◆ **EXERCISE**
Which lines in the entries below contain the word "white"? Report each of those lines in full.

Image region labeling entries
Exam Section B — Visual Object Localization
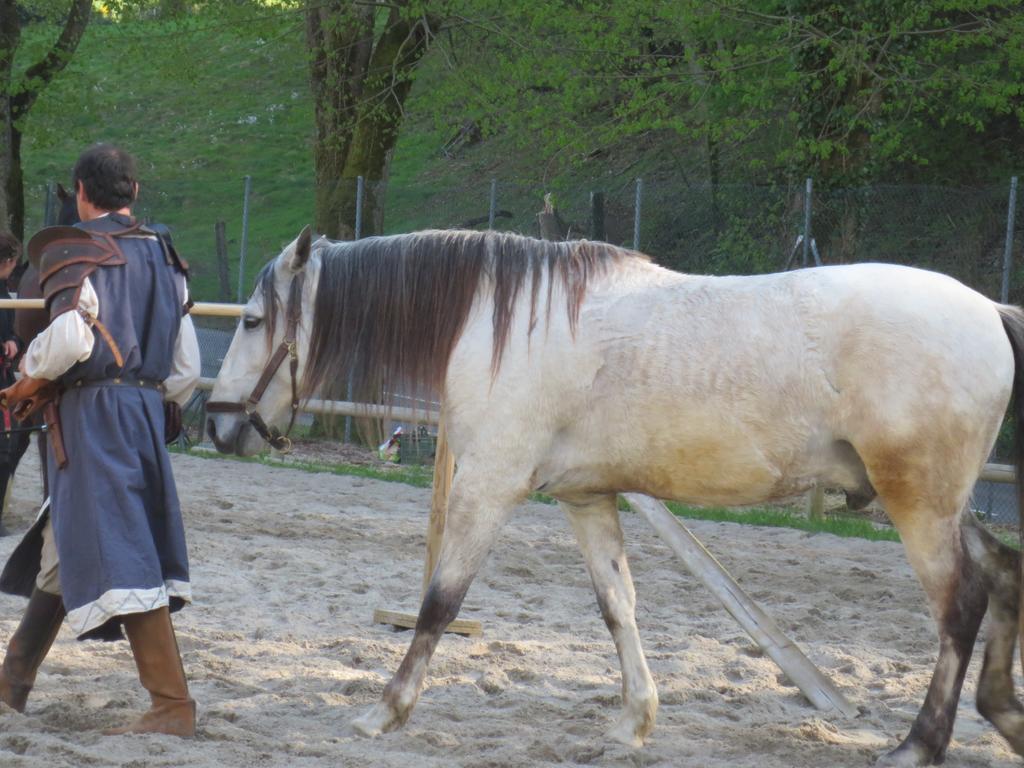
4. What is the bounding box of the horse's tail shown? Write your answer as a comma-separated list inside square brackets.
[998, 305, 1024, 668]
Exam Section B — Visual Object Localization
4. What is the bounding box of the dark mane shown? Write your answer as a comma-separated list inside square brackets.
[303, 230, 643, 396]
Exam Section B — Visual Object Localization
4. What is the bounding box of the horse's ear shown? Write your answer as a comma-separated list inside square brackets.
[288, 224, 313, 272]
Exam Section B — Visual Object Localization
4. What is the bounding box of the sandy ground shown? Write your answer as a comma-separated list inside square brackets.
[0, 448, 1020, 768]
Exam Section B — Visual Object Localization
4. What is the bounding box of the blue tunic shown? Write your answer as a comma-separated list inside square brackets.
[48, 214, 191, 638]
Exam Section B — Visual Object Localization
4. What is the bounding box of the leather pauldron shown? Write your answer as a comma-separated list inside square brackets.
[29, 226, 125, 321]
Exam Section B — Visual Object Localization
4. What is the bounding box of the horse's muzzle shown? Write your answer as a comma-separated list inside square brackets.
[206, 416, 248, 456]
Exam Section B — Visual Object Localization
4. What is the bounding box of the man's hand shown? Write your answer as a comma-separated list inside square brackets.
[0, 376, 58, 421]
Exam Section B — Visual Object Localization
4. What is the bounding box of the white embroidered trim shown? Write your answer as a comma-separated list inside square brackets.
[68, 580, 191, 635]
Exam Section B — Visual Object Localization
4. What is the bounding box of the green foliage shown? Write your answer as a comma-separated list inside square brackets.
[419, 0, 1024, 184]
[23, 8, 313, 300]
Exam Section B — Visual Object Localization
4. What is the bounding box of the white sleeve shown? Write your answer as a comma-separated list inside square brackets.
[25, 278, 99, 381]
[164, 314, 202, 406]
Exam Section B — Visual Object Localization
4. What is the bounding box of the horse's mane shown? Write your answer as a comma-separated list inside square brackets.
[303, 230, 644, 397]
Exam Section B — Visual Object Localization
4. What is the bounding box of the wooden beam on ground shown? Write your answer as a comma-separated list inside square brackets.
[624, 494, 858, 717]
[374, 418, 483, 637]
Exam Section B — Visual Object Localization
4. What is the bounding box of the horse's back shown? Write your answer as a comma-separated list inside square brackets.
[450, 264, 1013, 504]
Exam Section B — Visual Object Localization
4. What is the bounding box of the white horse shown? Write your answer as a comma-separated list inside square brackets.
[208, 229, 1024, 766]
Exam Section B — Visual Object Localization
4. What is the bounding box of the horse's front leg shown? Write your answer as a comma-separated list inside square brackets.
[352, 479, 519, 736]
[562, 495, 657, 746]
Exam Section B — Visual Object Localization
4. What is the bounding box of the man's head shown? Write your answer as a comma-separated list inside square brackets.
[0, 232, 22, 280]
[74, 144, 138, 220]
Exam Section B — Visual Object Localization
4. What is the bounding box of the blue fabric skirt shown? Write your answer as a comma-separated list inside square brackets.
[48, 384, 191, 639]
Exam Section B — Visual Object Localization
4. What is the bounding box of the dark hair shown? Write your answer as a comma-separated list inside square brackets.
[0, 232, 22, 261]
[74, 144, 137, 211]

◆ **WRITTEN RESPONSE**
4. What is the bounding box of the white embroidered trim shown? Write your answer as a comma-separated list inside square brackets.
4. What is the bounding box of the white sleeve shown? Write your answer as a comma-separated list inside square brackets.
4. What is the bounding box of the white horse shown? Write your answer as a comma-separated list inside square brackets.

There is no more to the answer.